## TASK BRIEF
Find how many lines of the entries contain the word "upper", then report that figure alone.
(DATASET)
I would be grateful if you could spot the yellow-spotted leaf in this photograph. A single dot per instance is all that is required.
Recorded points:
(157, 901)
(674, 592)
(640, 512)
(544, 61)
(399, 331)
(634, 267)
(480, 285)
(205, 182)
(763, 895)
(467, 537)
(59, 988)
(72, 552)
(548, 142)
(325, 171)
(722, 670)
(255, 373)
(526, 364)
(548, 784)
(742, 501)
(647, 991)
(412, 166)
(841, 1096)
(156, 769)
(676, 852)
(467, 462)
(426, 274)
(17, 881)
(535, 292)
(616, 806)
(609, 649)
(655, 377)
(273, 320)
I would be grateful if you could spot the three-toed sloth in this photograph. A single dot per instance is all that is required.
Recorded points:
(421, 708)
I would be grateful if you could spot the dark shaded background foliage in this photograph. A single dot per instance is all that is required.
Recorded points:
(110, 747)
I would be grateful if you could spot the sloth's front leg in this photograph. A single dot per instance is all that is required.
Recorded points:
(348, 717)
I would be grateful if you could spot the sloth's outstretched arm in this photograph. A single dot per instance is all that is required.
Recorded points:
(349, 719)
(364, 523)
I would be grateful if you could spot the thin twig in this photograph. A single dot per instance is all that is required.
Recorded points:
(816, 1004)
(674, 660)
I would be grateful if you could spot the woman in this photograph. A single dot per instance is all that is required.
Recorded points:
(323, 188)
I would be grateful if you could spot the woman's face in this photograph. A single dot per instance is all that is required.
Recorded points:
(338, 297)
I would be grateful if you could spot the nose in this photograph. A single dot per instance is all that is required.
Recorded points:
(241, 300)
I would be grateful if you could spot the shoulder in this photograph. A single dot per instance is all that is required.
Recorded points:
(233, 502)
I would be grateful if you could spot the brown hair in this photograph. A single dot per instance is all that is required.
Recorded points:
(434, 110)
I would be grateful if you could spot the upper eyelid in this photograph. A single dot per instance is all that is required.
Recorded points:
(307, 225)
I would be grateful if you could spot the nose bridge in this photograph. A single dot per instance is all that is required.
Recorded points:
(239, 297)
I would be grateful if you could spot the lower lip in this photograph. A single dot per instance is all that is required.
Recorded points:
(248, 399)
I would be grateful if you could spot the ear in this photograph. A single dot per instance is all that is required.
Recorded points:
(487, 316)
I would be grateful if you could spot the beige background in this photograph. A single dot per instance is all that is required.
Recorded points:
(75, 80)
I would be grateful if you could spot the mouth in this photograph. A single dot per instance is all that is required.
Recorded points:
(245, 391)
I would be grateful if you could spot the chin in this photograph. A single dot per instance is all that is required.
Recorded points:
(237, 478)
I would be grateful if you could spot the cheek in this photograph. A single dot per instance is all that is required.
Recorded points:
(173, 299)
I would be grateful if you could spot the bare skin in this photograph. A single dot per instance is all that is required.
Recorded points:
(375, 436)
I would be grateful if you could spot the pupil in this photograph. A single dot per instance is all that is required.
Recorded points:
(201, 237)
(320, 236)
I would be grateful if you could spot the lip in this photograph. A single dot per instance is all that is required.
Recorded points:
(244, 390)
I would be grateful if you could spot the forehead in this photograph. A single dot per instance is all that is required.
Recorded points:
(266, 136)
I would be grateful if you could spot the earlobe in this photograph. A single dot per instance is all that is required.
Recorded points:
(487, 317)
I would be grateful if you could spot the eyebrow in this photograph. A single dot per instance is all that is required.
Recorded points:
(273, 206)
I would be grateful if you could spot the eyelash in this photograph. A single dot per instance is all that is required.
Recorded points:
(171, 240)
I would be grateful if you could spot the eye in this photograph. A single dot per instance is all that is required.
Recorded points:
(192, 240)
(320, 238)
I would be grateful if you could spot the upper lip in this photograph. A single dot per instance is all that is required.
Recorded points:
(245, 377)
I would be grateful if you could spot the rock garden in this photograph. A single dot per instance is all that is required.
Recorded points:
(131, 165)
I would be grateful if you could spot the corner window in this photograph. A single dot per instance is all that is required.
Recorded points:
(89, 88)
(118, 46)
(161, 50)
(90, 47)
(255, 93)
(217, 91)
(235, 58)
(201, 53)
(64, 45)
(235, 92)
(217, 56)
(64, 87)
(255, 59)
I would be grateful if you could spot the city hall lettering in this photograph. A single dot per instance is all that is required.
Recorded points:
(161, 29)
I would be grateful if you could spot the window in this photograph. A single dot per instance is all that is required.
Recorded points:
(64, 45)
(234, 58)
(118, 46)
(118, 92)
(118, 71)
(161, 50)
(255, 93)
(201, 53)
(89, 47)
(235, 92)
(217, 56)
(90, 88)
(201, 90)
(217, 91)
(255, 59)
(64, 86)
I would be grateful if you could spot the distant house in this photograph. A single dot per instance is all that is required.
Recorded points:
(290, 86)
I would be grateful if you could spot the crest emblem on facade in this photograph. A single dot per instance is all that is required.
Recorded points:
(End DATASET)
## ANSWER SECTION
2